TASK DESCRIPTION: Count the lines of the material below that contain the word "green", and give only that number.

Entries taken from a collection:
↓↓↓
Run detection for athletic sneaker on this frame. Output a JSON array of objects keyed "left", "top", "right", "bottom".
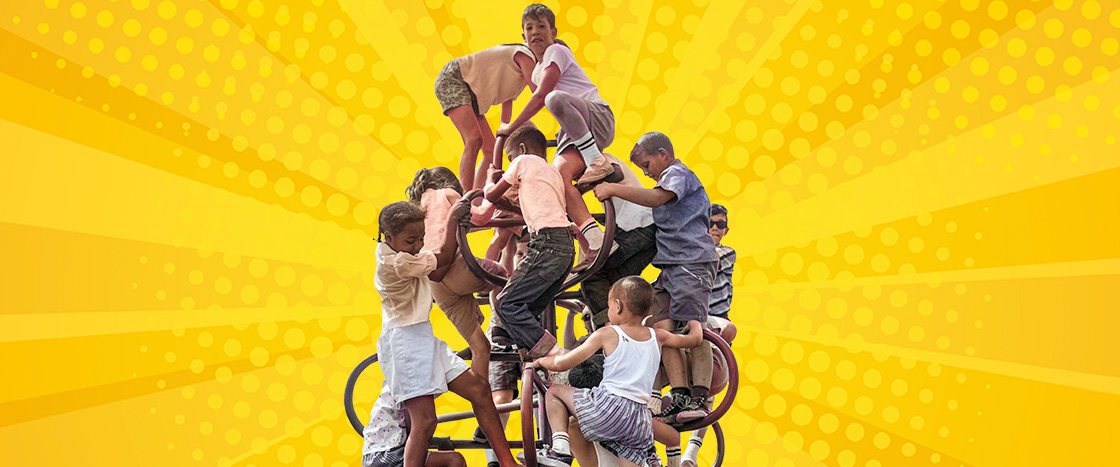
[
  {"left": 675, "top": 398, "right": 711, "bottom": 423},
  {"left": 657, "top": 392, "right": 692, "bottom": 423}
]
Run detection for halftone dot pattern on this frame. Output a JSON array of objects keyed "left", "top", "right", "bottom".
[{"left": 0, "top": 0, "right": 1120, "bottom": 467}]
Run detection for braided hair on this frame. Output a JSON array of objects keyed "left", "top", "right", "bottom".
[
  {"left": 377, "top": 202, "right": 424, "bottom": 242},
  {"left": 404, "top": 167, "right": 463, "bottom": 204}
]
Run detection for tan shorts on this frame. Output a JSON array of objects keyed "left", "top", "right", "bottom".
[{"left": 431, "top": 256, "right": 489, "bottom": 339}]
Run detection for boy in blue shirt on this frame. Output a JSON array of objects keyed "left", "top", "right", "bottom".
[{"left": 595, "top": 131, "right": 718, "bottom": 423}]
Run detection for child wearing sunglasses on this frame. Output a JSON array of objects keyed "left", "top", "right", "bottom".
[{"left": 708, "top": 204, "right": 735, "bottom": 319}]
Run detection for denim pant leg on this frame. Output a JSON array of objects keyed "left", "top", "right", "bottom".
[
  {"left": 580, "top": 224, "right": 657, "bottom": 327},
  {"left": 497, "top": 228, "right": 576, "bottom": 351}
]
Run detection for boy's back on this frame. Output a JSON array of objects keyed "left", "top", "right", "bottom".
[
  {"left": 653, "top": 160, "right": 718, "bottom": 265},
  {"left": 502, "top": 155, "right": 569, "bottom": 232}
]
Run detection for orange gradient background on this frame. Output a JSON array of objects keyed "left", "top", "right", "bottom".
[{"left": 0, "top": 0, "right": 1120, "bottom": 467}]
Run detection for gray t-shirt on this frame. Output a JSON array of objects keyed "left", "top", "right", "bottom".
[{"left": 653, "top": 160, "right": 718, "bottom": 265}]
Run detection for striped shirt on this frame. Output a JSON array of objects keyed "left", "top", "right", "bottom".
[{"left": 708, "top": 245, "right": 735, "bottom": 318}]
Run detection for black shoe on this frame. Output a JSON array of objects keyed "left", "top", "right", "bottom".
[
  {"left": 536, "top": 448, "right": 573, "bottom": 467},
  {"left": 656, "top": 392, "right": 692, "bottom": 423},
  {"left": 675, "top": 398, "right": 711, "bottom": 423}
]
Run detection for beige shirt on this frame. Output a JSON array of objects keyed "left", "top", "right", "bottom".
[
  {"left": 420, "top": 188, "right": 460, "bottom": 251},
  {"left": 604, "top": 155, "right": 653, "bottom": 231},
  {"left": 502, "top": 155, "right": 569, "bottom": 233},
  {"left": 373, "top": 243, "right": 436, "bottom": 331},
  {"left": 457, "top": 44, "right": 535, "bottom": 113}
]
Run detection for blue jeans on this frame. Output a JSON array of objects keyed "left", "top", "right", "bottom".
[{"left": 496, "top": 227, "right": 576, "bottom": 358}]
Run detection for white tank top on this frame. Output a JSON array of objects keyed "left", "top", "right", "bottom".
[{"left": 599, "top": 326, "right": 661, "bottom": 404}]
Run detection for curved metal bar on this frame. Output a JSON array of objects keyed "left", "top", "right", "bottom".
[
  {"left": 479, "top": 216, "right": 525, "bottom": 228},
  {"left": 343, "top": 354, "right": 377, "bottom": 436},
  {"left": 711, "top": 421, "right": 725, "bottom": 467},
  {"left": 560, "top": 202, "right": 617, "bottom": 290},
  {"left": 673, "top": 329, "right": 739, "bottom": 431},
  {"left": 436, "top": 398, "right": 541, "bottom": 423},
  {"left": 533, "top": 371, "right": 552, "bottom": 442},
  {"left": 521, "top": 368, "right": 544, "bottom": 467}
]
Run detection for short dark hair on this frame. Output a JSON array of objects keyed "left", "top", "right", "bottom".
[
  {"left": 610, "top": 275, "right": 653, "bottom": 316},
  {"left": 631, "top": 131, "right": 675, "bottom": 158},
  {"left": 521, "top": 3, "right": 557, "bottom": 30},
  {"left": 568, "top": 354, "right": 605, "bottom": 389},
  {"left": 505, "top": 123, "right": 549, "bottom": 157},
  {"left": 377, "top": 202, "right": 424, "bottom": 236},
  {"left": 404, "top": 167, "right": 463, "bottom": 204}
]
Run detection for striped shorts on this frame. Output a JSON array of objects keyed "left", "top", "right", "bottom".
[{"left": 572, "top": 387, "right": 661, "bottom": 467}]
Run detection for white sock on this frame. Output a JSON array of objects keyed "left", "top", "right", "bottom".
[
  {"left": 552, "top": 431, "right": 571, "bottom": 456},
  {"left": 579, "top": 220, "right": 603, "bottom": 250},
  {"left": 683, "top": 427, "right": 708, "bottom": 463},
  {"left": 576, "top": 131, "right": 603, "bottom": 166},
  {"left": 642, "top": 389, "right": 661, "bottom": 414},
  {"left": 665, "top": 446, "right": 681, "bottom": 467}
]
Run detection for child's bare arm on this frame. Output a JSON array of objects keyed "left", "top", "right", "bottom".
[
  {"left": 512, "top": 54, "right": 536, "bottom": 92},
  {"left": 428, "top": 199, "right": 470, "bottom": 276},
  {"left": 563, "top": 310, "right": 576, "bottom": 349},
  {"left": 654, "top": 320, "right": 703, "bottom": 348},
  {"left": 484, "top": 179, "right": 512, "bottom": 203},
  {"left": 595, "top": 184, "right": 676, "bottom": 207},
  {"left": 501, "top": 101, "right": 513, "bottom": 123},
  {"left": 495, "top": 64, "right": 560, "bottom": 137},
  {"left": 531, "top": 328, "right": 614, "bottom": 372}
]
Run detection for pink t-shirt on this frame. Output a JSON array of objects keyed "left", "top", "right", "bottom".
[
  {"left": 373, "top": 243, "right": 436, "bottom": 333},
  {"left": 502, "top": 155, "right": 569, "bottom": 233},
  {"left": 532, "top": 44, "right": 607, "bottom": 105},
  {"left": 420, "top": 188, "right": 460, "bottom": 251}
]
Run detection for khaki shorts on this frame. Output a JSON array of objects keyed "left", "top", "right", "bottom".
[
  {"left": 431, "top": 256, "right": 489, "bottom": 339},
  {"left": 557, "top": 96, "right": 615, "bottom": 153},
  {"left": 436, "top": 58, "right": 478, "bottom": 115}
]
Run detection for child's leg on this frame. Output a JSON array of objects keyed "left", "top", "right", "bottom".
[
  {"left": 467, "top": 324, "right": 489, "bottom": 381},
  {"left": 689, "top": 340, "right": 712, "bottom": 400},
  {"left": 474, "top": 115, "right": 495, "bottom": 192},
  {"left": 502, "top": 235, "right": 517, "bottom": 275},
  {"left": 443, "top": 371, "right": 517, "bottom": 467},
  {"left": 424, "top": 451, "right": 467, "bottom": 467},
  {"left": 653, "top": 319, "right": 689, "bottom": 389},
  {"left": 653, "top": 419, "right": 681, "bottom": 467},
  {"left": 568, "top": 417, "right": 599, "bottom": 466},
  {"left": 544, "top": 91, "right": 614, "bottom": 167},
  {"left": 544, "top": 384, "right": 576, "bottom": 456},
  {"left": 447, "top": 105, "right": 488, "bottom": 190},
  {"left": 552, "top": 152, "right": 603, "bottom": 251},
  {"left": 404, "top": 395, "right": 436, "bottom": 467},
  {"left": 486, "top": 227, "right": 513, "bottom": 262},
  {"left": 475, "top": 376, "right": 517, "bottom": 464}
]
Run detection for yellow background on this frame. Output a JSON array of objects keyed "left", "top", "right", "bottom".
[{"left": 0, "top": 0, "right": 1120, "bottom": 467}]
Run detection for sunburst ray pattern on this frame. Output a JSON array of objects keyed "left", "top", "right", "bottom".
[{"left": 0, "top": 0, "right": 1120, "bottom": 467}]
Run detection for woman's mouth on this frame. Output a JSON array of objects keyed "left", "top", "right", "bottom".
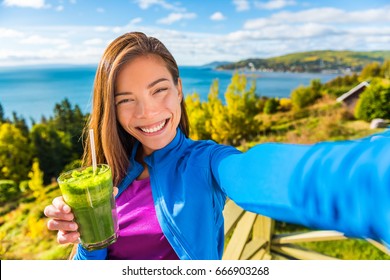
[{"left": 138, "top": 119, "right": 168, "bottom": 134}]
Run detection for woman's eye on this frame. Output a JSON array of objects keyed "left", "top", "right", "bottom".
[
  {"left": 116, "top": 99, "right": 132, "bottom": 106},
  {"left": 154, "top": 88, "right": 168, "bottom": 93}
]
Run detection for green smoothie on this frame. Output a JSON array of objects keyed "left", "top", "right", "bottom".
[{"left": 58, "top": 164, "right": 117, "bottom": 250}]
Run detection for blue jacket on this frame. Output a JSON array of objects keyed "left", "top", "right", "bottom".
[{"left": 75, "top": 129, "right": 390, "bottom": 259}]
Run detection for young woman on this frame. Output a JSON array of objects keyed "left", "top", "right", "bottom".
[{"left": 44, "top": 32, "right": 390, "bottom": 259}]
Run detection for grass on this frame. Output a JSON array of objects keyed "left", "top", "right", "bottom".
[{"left": 275, "top": 222, "right": 390, "bottom": 260}]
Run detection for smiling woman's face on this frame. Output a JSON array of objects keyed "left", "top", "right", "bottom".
[{"left": 115, "top": 55, "right": 183, "bottom": 155}]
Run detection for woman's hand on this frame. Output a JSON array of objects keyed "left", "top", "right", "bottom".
[{"left": 43, "top": 196, "right": 80, "bottom": 244}]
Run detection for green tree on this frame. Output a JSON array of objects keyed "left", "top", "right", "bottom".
[
  {"left": 291, "top": 79, "right": 323, "bottom": 110},
  {"left": 220, "top": 73, "right": 261, "bottom": 145},
  {"left": 28, "top": 159, "right": 45, "bottom": 198},
  {"left": 381, "top": 59, "right": 390, "bottom": 79},
  {"left": 0, "top": 123, "right": 32, "bottom": 184},
  {"left": 355, "top": 81, "right": 390, "bottom": 121},
  {"left": 264, "top": 98, "right": 279, "bottom": 115},
  {"left": 360, "top": 62, "right": 381, "bottom": 80},
  {"left": 12, "top": 112, "right": 28, "bottom": 137},
  {"left": 203, "top": 80, "right": 229, "bottom": 143},
  {"left": 0, "top": 180, "right": 20, "bottom": 203},
  {"left": 186, "top": 93, "right": 211, "bottom": 140},
  {"left": 50, "top": 98, "right": 87, "bottom": 160}
]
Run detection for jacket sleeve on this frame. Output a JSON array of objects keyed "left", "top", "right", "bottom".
[
  {"left": 73, "top": 244, "right": 107, "bottom": 260},
  {"left": 215, "top": 131, "right": 390, "bottom": 245}
]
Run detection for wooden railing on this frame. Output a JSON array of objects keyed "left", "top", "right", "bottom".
[{"left": 222, "top": 200, "right": 390, "bottom": 260}]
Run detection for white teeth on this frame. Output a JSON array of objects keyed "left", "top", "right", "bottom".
[{"left": 140, "top": 120, "right": 166, "bottom": 133}]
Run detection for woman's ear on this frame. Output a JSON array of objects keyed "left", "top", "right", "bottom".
[{"left": 177, "top": 78, "right": 183, "bottom": 102}]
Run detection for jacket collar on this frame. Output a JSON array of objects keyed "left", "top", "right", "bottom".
[{"left": 144, "top": 128, "right": 187, "bottom": 166}]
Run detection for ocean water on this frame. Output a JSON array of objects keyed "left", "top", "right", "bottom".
[{"left": 0, "top": 66, "right": 337, "bottom": 124}]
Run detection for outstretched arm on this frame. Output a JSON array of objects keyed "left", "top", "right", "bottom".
[{"left": 216, "top": 131, "right": 390, "bottom": 244}]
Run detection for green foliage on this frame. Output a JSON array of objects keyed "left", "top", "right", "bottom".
[
  {"left": 0, "top": 123, "right": 32, "bottom": 183},
  {"left": 30, "top": 124, "right": 72, "bottom": 183},
  {"left": 355, "top": 81, "right": 390, "bottom": 121},
  {"left": 50, "top": 98, "right": 87, "bottom": 156},
  {"left": 381, "top": 59, "right": 390, "bottom": 80},
  {"left": 264, "top": 98, "right": 279, "bottom": 115},
  {"left": 291, "top": 79, "right": 323, "bottom": 110},
  {"left": 218, "top": 50, "right": 390, "bottom": 72},
  {"left": 186, "top": 73, "right": 261, "bottom": 145},
  {"left": 360, "top": 62, "right": 381, "bottom": 80},
  {"left": 28, "top": 159, "right": 44, "bottom": 198},
  {"left": 324, "top": 73, "right": 360, "bottom": 97},
  {"left": 0, "top": 180, "right": 20, "bottom": 203}
]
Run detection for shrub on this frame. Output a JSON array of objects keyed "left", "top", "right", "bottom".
[
  {"left": 0, "top": 180, "right": 19, "bottom": 202},
  {"left": 355, "top": 82, "right": 390, "bottom": 121}
]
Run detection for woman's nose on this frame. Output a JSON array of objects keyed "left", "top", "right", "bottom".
[{"left": 135, "top": 99, "right": 157, "bottom": 118}]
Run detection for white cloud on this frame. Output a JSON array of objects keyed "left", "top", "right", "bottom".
[
  {"left": 20, "top": 35, "right": 68, "bottom": 45},
  {"left": 129, "top": 17, "right": 142, "bottom": 25},
  {"left": 3, "top": 0, "right": 46, "bottom": 9},
  {"left": 244, "top": 6, "right": 390, "bottom": 30},
  {"left": 134, "top": 0, "right": 185, "bottom": 12},
  {"left": 157, "top": 13, "right": 197, "bottom": 25},
  {"left": 210, "top": 12, "right": 225, "bottom": 21},
  {"left": 255, "top": 0, "right": 296, "bottom": 10},
  {"left": 83, "top": 38, "right": 103, "bottom": 46},
  {"left": 233, "top": 0, "right": 249, "bottom": 12}
]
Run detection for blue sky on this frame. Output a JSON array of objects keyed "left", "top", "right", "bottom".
[{"left": 0, "top": 0, "right": 390, "bottom": 66}]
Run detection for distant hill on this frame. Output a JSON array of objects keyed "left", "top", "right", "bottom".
[
  {"left": 201, "top": 61, "right": 233, "bottom": 68},
  {"left": 217, "top": 50, "right": 390, "bottom": 73}
]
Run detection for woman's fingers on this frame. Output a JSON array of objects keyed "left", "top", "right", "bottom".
[
  {"left": 43, "top": 197, "right": 74, "bottom": 221},
  {"left": 47, "top": 219, "right": 78, "bottom": 232},
  {"left": 57, "top": 230, "right": 80, "bottom": 244}
]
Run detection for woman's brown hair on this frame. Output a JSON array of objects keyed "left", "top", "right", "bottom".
[{"left": 83, "top": 32, "right": 189, "bottom": 185}]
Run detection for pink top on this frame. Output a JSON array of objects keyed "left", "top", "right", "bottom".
[{"left": 108, "top": 178, "right": 178, "bottom": 260}]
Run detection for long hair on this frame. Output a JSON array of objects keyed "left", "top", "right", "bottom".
[{"left": 83, "top": 32, "right": 189, "bottom": 185}]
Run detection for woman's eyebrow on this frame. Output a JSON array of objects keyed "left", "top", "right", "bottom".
↑↑↑
CORRECT OUTPUT: 3